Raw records
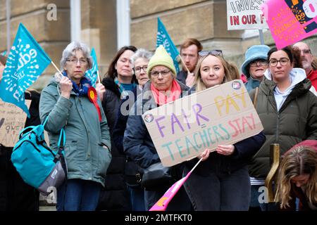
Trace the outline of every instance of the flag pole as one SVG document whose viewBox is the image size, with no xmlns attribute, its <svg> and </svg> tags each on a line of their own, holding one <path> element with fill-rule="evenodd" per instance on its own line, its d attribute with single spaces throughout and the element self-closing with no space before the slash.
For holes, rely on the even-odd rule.
<svg viewBox="0 0 317 225">
<path fill-rule="evenodd" d="M 57 70 L 57 71 L 59 72 L 61 75 L 63 76 L 63 74 L 61 73 L 61 70 L 57 68 L 57 66 L 55 65 L 55 63 L 53 61 L 51 61 L 51 63 L 54 66 L 55 69 Z"/>
<path fill-rule="evenodd" d="M 180 56 L 180 55 L 178 55 L 178 56 L 180 56 L 180 60 L 182 61 L 182 64 L 183 64 L 184 66 L 185 67 L 186 70 L 187 70 L 187 72 L 188 72 L 188 73 L 190 73 L 189 70 L 188 70 L 187 67 L 186 66 L 186 65 L 185 65 L 184 60 L 183 60 L 182 58 L 182 56 Z"/>
<path fill-rule="evenodd" d="M 97 77 L 98 77 L 98 82 L 99 82 L 99 84 L 101 84 L 101 82 L 100 82 L 99 70 L 97 70 Z"/>
</svg>

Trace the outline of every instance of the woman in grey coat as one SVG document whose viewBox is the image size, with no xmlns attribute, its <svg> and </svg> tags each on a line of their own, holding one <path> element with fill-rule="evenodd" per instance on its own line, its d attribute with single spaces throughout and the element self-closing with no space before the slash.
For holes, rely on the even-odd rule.
<svg viewBox="0 0 317 225">
<path fill-rule="evenodd" d="M 57 150 L 61 129 L 66 131 L 68 177 L 57 190 L 57 210 L 95 210 L 111 158 L 101 103 L 96 92 L 94 101 L 88 97 L 95 91 L 85 77 L 92 64 L 88 47 L 70 43 L 61 60 L 63 76 L 53 79 L 41 95 L 40 118 L 49 117 L 45 129 L 53 149 Z"/>
</svg>

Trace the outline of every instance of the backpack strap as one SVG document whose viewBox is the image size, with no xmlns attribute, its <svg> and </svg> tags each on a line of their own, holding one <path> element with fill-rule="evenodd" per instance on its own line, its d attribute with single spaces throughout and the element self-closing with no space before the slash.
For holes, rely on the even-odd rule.
<svg viewBox="0 0 317 225">
<path fill-rule="evenodd" d="M 58 139 L 58 143 L 57 144 L 57 146 L 58 148 L 64 148 L 65 146 L 65 142 L 66 141 L 65 138 L 65 130 L 63 128 L 61 129 L 61 133 L 59 134 L 59 139 Z M 63 141 L 63 143 L 62 143 Z"/>
<path fill-rule="evenodd" d="M 66 142 L 66 138 L 65 138 L 65 130 L 63 128 L 61 129 L 61 132 L 59 134 L 59 139 L 58 139 L 58 143 L 57 144 L 57 146 L 58 147 L 58 151 L 57 152 L 57 154 L 55 155 L 54 158 L 54 162 L 57 162 L 62 157 L 63 151 L 64 150 L 64 146 L 65 146 L 65 142 Z"/>
<path fill-rule="evenodd" d="M 259 87 L 256 87 L 256 92 L 254 94 L 254 98 L 253 98 L 253 105 L 256 107 L 256 101 L 258 100 L 258 95 L 259 95 Z"/>
<path fill-rule="evenodd" d="M 44 120 L 44 122 L 43 122 L 43 124 L 42 124 L 43 127 L 45 127 L 45 124 L 46 124 L 46 122 L 47 122 L 48 120 L 49 120 L 49 116 L 46 117 L 46 118 Z"/>
</svg>

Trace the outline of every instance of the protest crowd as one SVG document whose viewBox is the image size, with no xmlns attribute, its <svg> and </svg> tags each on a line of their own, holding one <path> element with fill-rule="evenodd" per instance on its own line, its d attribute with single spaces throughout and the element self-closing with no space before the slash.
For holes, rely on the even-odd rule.
<svg viewBox="0 0 317 225">
<path fill-rule="evenodd" d="M 27 30 L 21 27 L 25 35 Z M 180 45 L 178 61 L 173 52 L 178 50 L 163 43 L 153 52 L 125 46 L 113 56 L 105 75 L 98 73 L 90 47 L 72 41 L 41 93 L 30 89 L 27 81 L 17 83 L 21 86 L 8 82 L 24 79 L 12 72 L 15 60 L 17 70 L 25 66 L 17 44 L 0 56 L 0 98 L 27 114 L 24 127 L 44 124 L 52 151 L 61 148 L 64 132 L 67 175 L 56 186 L 57 211 L 154 210 L 164 205 L 165 197 L 166 211 L 317 210 L 317 59 L 304 40 L 282 48 L 251 46 L 241 68 L 227 60 L 220 49 L 203 49 L 190 37 Z M 51 60 L 39 45 L 30 48 L 37 50 L 30 51 L 30 60 L 42 57 L 37 58 L 36 67 L 42 72 Z M 30 73 L 27 70 L 24 73 Z M 192 106 L 194 122 L 187 120 L 189 112 L 184 110 L 180 113 L 185 122 L 172 114 L 171 128 L 163 125 L 166 115 L 154 119 L 147 114 L 222 86 L 218 94 L 230 96 L 225 85 L 246 90 L 263 129 L 231 141 L 245 127 L 252 127 L 246 114 L 245 127 L 239 127 L 237 120 L 238 128 L 229 122 L 236 134 L 223 124 L 202 130 L 213 115 L 204 114 L 201 105 L 211 105 L 214 96 Z M 242 105 L 235 102 L 239 98 L 227 97 L 227 112 Z M 30 101 L 29 107 L 23 106 L 25 100 Z M 154 134 L 149 128 L 152 121 Z M 182 134 L 180 131 L 190 130 L 194 123 L 201 127 L 201 132 L 191 137 Z M 166 142 L 168 131 L 173 143 Z M 187 148 L 180 140 L 185 140 Z M 172 158 L 176 158 L 172 148 L 180 158 L 194 157 L 163 166 L 158 141 Z M 272 168 L 273 143 L 279 145 L 280 163 L 270 201 L 266 179 Z M 11 160 L 16 147 L 0 143 L 0 210 L 38 211 L 41 191 L 25 182 Z M 154 169 L 162 177 L 154 181 L 149 176 Z M 168 195 L 175 182 L 180 186 Z"/>
</svg>

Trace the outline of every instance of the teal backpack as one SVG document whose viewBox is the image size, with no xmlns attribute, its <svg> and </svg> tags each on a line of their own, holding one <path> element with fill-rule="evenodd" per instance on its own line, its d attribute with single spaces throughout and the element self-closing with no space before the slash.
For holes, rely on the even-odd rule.
<svg viewBox="0 0 317 225">
<path fill-rule="evenodd" d="M 44 134 L 48 118 L 42 124 L 21 130 L 11 155 L 12 163 L 23 181 L 44 195 L 51 193 L 51 187 L 62 184 L 67 176 L 63 155 L 65 131 L 61 130 L 57 153 L 51 150 Z"/>
</svg>

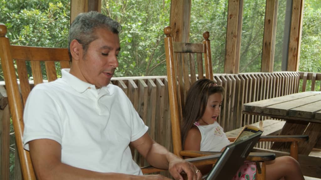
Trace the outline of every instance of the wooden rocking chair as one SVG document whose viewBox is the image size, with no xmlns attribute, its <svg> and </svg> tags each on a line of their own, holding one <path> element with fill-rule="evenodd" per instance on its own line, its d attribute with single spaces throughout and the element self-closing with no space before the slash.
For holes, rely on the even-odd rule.
<svg viewBox="0 0 321 180">
<path fill-rule="evenodd" d="M 165 52 L 173 152 L 177 155 L 189 157 L 203 156 L 218 153 L 183 150 L 180 129 L 182 109 L 185 97 L 190 85 L 196 81 L 197 78 L 206 78 L 213 80 L 211 47 L 209 40 L 209 33 L 206 31 L 203 33 L 204 40 L 203 43 L 190 43 L 173 42 L 170 36 L 171 31 L 170 27 L 164 28 L 164 33 L 166 35 L 164 39 Z M 204 69 L 205 77 L 204 75 Z M 306 141 L 307 138 L 306 136 L 282 136 L 282 138 L 278 138 L 277 136 L 261 137 L 260 141 L 292 142 L 293 150 L 291 154 L 293 154 L 294 157 L 297 160 L 297 143 Z M 232 142 L 235 138 L 229 138 L 229 139 Z M 251 152 L 247 160 L 257 161 L 257 164 L 258 163 L 260 164 L 260 167 L 257 169 L 256 178 L 257 179 L 264 180 L 265 179 L 265 161 L 271 160 L 275 158 L 275 154 L 274 153 Z"/>
</svg>

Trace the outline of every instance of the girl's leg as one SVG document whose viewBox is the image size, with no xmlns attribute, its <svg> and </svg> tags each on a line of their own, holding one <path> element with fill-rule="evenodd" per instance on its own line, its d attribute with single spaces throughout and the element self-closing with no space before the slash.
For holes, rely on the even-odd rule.
<svg viewBox="0 0 321 180">
<path fill-rule="evenodd" d="M 278 157 L 266 161 L 266 180 L 302 180 L 304 178 L 299 162 L 291 156 Z"/>
</svg>

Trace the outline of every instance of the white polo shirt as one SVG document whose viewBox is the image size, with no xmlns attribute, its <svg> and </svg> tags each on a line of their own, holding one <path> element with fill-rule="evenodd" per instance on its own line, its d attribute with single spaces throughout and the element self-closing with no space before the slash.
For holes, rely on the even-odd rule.
<svg viewBox="0 0 321 180">
<path fill-rule="evenodd" d="M 62 78 L 36 86 L 24 112 L 24 148 L 39 139 L 61 145 L 61 161 L 99 172 L 142 175 L 128 145 L 148 127 L 119 87 L 99 89 L 62 70 Z"/>
</svg>

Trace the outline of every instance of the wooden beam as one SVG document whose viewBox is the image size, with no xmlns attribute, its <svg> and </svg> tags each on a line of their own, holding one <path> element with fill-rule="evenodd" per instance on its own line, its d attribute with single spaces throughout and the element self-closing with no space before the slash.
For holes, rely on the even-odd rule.
<svg viewBox="0 0 321 180">
<path fill-rule="evenodd" d="M 71 0 L 70 23 L 78 14 L 90 11 L 101 12 L 101 0 Z"/>
<path fill-rule="evenodd" d="M 273 71 L 274 57 L 272 56 L 273 49 L 272 44 L 273 41 L 273 36 L 275 35 L 274 25 L 274 22 L 276 20 L 276 14 L 275 12 L 277 3 L 277 1 L 276 0 L 266 1 L 261 64 L 262 72 L 272 72 Z"/>
<path fill-rule="evenodd" d="M 288 57 L 287 71 L 297 71 L 299 70 L 299 47 L 302 31 L 302 19 L 304 0 L 293 0 L 291 19 Z"/>
<path fill-rule="evenodd" d="M 234 73 L 239 74 L 240 69 L 240 56 L 241 54 L 241 39 L 242 37 L 242 27 L 243 20 L 243 0 L 240 0 L 239 8 L 239 22 L 238 23 L 237 36 L 236 40 L 236 49 L 235 52 L 235 67 Z"/>
<path fill-rule="evenodd" d="M 239 3 L 239 1 L 229 0 L 224 64 L 224 73 L 227 74 L 234 74 L 235 72 Z"/>
<path fill-rule="evenodd" d="M 169 24 L 173 41 L 189 41 L 191 1 L 191 0 L 171 1 Z"/>
</svg>

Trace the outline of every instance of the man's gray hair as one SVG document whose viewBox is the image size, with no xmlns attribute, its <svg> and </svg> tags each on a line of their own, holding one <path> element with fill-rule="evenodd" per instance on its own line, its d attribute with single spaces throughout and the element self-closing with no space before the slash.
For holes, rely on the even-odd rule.
<svg viewBox="0 0 321 180">
<path fill-rule="evenodd" d="M 96 11 L 81 13 L 70 25 L 68 37 L 68 52 L 71 59 L 70 43 L 76 39 L 82 45 L 86 54 L 90 43 L 98 38 L 95 30 L 99 28 L 106 29 L 118 34 L 121 26 L 117 21 Z"/>
</svg>

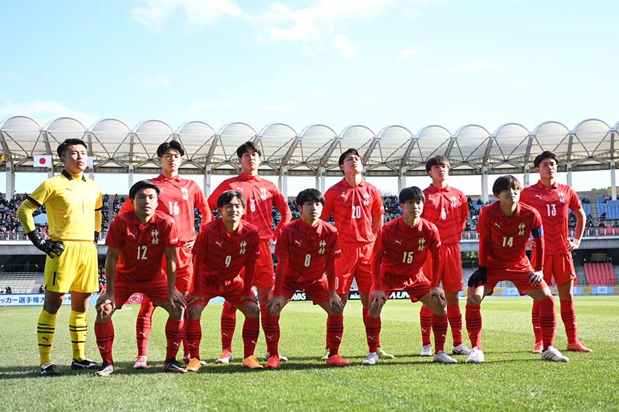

#### [Exercise directions]
Copy out the lines from the one that contains "Trace the outline of every instance of the man's" through the end of the items, both ends included. Leave the pictures out of your copy.

#### [Answer to this task]
Trace the outline of every instance of the man's gray hair as one SVG document whose viewBox is the image size, with no xmlns attribute, its <svg> and </svg> tags each on a line of their own, holding one <path> element with fill-rule="evenodd" per instance on its own line, its d attribute with single spaces throughout and the element self-closing with no space before the slash.
For holes, rely on the even-odd rule.
<svg viewBox="0 0 321 180">
<path fill-rule="evenodd" d="M 96 11 L 81 13 L 70 25 L 68 37 L 68 52 L 71 59 L 70 43 L 76 39 L 82 45 L 86 54 L 90 43 L 98 38 L 95 30 L 99 28 L 106 29 L 118 34 L 121 26 L 117 21 Z"/>
</svg>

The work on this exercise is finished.